> CHALLENGE
List each line of the listing below that contains the word "fork", copying every such line in full.

> EXTRACTED RECORDS
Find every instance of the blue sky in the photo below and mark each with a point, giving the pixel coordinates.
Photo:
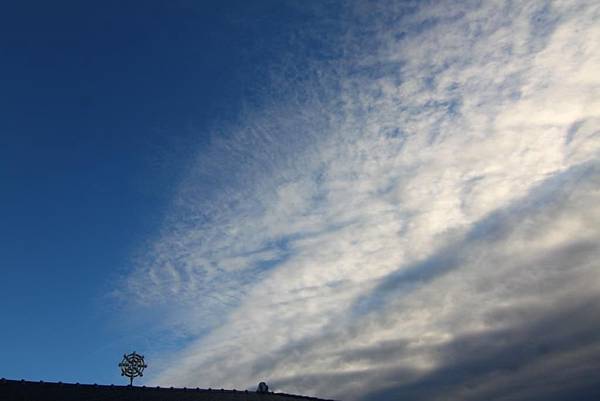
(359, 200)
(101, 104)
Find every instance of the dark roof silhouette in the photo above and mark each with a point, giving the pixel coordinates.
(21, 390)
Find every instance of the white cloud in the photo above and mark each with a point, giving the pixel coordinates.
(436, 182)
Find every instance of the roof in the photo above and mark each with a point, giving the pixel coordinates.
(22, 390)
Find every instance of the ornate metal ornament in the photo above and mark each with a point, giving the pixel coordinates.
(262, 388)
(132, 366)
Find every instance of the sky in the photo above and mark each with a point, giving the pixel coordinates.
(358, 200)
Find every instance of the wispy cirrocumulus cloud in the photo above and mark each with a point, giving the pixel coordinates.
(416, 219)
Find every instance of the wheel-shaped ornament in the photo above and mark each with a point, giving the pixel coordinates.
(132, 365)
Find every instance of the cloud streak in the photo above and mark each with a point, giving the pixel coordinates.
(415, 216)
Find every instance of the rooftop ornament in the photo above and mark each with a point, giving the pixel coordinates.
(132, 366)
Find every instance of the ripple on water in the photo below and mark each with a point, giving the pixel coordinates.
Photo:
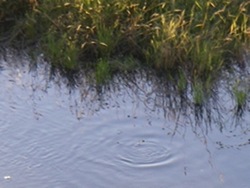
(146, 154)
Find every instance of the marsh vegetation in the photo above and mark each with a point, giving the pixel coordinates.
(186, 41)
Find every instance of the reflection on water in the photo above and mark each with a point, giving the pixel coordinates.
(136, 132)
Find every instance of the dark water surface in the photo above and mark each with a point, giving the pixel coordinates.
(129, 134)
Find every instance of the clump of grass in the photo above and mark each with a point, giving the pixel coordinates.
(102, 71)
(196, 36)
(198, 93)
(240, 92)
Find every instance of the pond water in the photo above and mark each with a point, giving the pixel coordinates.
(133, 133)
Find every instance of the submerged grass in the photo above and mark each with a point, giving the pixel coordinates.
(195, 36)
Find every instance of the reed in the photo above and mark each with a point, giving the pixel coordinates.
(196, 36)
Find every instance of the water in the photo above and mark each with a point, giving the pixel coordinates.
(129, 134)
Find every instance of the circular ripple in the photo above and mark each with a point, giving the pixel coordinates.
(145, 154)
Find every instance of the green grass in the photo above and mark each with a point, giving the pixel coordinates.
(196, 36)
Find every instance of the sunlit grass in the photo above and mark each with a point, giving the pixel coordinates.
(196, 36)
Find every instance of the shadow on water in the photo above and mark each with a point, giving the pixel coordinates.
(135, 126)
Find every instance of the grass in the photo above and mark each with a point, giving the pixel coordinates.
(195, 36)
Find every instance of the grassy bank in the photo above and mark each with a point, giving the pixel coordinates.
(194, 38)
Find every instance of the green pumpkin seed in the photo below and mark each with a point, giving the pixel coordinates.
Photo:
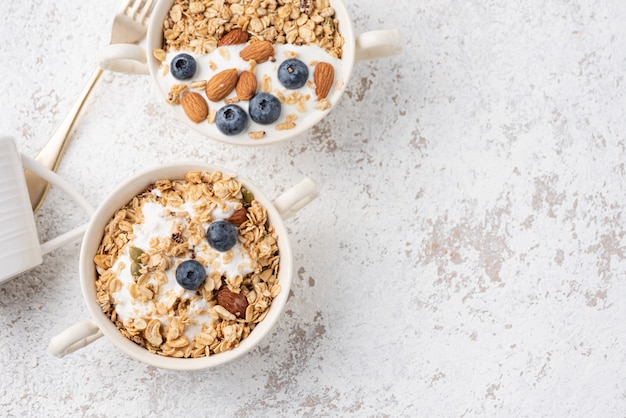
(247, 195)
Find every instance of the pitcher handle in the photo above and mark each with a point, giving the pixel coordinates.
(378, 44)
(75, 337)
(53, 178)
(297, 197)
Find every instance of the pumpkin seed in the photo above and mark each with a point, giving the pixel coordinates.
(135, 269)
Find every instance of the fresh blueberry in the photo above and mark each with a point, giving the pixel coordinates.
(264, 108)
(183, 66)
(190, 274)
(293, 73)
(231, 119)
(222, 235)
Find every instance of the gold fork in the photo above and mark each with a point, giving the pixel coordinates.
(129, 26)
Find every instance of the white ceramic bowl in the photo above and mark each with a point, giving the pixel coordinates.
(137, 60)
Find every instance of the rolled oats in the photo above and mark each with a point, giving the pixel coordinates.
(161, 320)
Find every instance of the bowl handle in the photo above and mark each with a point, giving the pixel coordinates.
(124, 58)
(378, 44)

* * *

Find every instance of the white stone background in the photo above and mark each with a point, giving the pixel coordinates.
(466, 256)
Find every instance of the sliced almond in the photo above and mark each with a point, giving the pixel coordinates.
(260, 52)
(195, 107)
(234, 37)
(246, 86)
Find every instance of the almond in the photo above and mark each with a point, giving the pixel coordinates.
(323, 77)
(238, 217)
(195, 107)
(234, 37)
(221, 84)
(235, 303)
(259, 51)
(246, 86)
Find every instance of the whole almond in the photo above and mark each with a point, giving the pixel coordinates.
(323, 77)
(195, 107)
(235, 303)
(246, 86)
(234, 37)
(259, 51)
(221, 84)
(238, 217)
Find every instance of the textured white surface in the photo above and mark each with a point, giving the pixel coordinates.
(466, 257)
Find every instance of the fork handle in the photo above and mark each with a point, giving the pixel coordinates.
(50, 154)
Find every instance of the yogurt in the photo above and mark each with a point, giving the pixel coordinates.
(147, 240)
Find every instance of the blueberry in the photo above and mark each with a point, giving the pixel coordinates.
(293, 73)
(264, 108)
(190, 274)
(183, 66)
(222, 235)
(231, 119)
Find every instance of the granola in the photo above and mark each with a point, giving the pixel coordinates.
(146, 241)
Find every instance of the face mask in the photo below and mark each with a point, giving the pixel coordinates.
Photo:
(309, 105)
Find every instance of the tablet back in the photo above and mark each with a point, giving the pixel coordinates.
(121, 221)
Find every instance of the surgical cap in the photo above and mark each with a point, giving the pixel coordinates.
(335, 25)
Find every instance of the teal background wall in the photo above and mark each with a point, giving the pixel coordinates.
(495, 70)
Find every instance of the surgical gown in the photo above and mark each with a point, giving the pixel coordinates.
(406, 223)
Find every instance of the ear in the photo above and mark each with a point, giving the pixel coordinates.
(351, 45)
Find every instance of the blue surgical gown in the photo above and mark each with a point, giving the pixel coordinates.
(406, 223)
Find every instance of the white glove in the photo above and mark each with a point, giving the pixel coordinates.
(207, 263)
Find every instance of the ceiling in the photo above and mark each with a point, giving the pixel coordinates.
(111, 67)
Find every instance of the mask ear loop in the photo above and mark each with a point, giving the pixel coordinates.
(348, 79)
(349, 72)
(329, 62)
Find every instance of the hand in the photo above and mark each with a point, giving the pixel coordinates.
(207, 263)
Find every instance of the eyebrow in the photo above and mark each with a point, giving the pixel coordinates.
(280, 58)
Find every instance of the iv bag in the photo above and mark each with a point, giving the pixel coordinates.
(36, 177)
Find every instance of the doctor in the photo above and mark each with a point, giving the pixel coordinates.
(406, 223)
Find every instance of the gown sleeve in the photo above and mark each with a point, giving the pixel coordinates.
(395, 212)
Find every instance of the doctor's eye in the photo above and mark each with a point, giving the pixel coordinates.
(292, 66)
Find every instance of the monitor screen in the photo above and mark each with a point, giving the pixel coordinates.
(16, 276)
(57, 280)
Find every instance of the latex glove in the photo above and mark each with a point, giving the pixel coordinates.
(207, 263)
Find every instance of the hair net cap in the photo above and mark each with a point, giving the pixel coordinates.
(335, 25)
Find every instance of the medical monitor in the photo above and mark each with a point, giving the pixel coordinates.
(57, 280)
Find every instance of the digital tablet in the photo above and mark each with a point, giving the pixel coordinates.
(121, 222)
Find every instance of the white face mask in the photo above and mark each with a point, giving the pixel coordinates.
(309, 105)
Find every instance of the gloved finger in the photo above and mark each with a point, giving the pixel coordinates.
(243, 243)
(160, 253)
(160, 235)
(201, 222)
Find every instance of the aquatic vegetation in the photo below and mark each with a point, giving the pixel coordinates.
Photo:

...

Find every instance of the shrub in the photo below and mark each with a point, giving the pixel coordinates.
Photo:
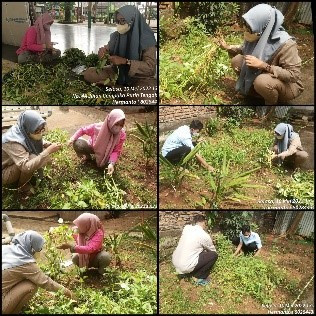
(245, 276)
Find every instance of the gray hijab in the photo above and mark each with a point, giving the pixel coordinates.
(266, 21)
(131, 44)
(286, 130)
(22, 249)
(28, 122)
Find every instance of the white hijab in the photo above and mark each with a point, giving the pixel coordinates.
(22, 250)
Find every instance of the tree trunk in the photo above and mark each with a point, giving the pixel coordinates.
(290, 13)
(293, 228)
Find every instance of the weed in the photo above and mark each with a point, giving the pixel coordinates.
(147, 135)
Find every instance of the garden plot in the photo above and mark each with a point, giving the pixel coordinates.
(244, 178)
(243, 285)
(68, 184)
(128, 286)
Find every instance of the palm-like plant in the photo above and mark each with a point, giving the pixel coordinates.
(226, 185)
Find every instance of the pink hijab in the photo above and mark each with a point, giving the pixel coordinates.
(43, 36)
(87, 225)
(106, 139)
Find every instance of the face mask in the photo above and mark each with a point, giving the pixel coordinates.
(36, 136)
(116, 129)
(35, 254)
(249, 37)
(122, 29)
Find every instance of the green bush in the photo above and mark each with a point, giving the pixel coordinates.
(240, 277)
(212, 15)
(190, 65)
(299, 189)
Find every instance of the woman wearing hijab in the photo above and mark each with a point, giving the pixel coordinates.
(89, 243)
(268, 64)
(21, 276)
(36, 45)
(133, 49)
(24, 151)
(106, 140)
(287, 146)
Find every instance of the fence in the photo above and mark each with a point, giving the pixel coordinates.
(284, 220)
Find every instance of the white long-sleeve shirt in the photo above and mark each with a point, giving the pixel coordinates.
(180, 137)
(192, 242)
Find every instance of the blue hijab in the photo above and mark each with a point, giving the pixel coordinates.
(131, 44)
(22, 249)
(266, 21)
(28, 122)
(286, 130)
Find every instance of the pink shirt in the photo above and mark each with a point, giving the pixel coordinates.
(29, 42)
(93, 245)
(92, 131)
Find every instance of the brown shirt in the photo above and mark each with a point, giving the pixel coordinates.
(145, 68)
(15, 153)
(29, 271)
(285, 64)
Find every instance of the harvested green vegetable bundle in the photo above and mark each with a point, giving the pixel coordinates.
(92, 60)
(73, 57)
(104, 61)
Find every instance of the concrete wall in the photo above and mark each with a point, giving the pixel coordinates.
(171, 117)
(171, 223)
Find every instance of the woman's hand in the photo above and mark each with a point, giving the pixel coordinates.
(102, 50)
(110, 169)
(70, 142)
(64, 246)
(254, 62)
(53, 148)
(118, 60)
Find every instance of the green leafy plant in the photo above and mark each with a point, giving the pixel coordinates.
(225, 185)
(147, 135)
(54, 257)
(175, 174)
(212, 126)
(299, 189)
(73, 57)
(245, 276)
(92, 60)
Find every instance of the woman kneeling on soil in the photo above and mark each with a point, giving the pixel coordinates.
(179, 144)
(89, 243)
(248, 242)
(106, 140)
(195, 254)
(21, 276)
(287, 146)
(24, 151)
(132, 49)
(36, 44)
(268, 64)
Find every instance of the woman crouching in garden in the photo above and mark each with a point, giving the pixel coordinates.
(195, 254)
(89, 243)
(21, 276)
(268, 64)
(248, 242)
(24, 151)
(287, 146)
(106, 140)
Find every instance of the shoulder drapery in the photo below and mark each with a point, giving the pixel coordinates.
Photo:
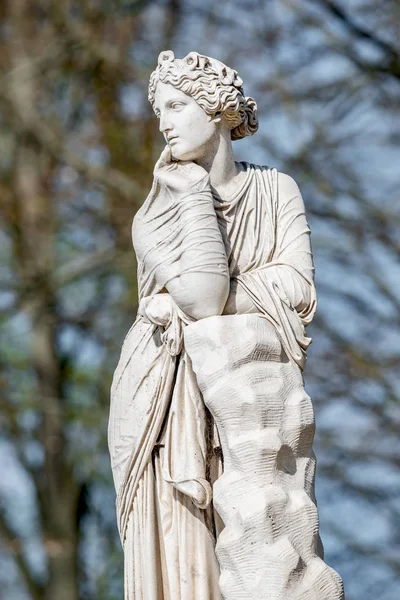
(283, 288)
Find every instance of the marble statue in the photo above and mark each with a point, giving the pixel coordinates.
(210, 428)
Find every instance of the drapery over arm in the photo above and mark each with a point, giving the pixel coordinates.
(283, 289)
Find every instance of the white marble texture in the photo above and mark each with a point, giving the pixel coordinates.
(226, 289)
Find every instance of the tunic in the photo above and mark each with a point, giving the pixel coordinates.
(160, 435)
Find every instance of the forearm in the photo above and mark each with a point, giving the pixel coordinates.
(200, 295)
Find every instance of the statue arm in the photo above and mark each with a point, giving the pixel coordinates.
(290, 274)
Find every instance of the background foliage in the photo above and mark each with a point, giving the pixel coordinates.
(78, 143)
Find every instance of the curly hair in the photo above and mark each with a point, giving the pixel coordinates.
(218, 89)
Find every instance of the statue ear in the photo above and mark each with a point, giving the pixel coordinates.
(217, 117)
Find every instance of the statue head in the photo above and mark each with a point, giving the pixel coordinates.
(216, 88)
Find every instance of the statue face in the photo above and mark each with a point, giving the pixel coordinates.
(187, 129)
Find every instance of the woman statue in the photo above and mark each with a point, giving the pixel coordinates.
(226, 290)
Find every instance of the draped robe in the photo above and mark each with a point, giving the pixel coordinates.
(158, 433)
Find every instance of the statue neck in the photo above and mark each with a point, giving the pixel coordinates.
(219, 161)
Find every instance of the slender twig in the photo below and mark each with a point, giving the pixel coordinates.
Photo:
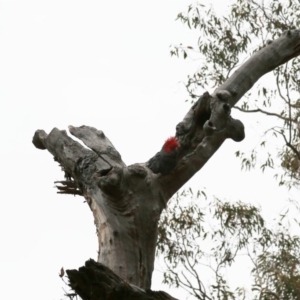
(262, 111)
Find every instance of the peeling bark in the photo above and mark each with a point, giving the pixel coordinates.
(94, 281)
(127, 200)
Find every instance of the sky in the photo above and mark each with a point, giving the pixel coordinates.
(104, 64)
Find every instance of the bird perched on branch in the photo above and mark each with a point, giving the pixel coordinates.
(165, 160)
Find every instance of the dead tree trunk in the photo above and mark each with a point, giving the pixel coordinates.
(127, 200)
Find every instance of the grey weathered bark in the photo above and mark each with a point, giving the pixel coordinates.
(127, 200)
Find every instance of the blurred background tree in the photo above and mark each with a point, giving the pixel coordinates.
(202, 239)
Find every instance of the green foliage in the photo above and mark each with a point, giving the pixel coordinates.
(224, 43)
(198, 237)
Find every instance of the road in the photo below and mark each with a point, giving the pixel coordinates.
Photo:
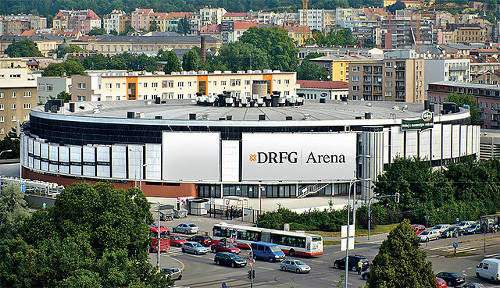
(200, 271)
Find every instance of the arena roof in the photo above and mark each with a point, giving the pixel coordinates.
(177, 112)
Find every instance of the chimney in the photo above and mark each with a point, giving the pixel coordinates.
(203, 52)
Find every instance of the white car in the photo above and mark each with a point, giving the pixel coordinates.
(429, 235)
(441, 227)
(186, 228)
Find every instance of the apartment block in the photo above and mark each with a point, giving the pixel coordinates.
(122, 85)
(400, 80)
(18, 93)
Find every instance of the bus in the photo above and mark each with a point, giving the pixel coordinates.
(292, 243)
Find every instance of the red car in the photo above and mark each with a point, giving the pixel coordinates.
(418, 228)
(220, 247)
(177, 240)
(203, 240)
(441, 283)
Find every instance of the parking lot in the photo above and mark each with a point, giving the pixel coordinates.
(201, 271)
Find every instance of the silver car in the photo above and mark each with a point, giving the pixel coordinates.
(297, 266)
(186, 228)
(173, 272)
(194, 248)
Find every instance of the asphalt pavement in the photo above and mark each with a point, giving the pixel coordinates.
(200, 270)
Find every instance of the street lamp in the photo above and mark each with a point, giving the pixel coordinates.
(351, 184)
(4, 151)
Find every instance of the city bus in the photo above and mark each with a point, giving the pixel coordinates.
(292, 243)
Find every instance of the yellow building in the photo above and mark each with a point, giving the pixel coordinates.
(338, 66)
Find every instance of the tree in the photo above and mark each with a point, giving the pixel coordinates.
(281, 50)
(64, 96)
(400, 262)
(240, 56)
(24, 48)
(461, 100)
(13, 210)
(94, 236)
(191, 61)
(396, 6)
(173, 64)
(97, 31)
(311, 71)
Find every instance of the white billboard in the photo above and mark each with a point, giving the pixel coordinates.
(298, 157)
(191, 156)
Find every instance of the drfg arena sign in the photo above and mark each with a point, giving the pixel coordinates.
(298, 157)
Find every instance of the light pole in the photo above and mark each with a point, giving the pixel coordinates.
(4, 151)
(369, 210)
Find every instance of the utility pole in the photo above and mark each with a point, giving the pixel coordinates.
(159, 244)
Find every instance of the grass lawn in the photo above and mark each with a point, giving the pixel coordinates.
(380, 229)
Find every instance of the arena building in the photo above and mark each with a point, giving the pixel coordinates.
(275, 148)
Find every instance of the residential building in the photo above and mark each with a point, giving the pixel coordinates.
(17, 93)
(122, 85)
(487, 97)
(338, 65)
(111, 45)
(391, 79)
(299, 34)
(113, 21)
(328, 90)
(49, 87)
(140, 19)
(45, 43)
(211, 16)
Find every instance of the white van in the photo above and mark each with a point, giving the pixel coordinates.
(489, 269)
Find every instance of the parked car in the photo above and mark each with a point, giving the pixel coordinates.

> ANSWER FOR THIS EXERCISE
Find every instance of the gold fork in the photo above and mark each with a point, giving the pixel coordinates.
Find every instance of the fork handle in the photo above and mark each with a point, giving the pixel coordinates.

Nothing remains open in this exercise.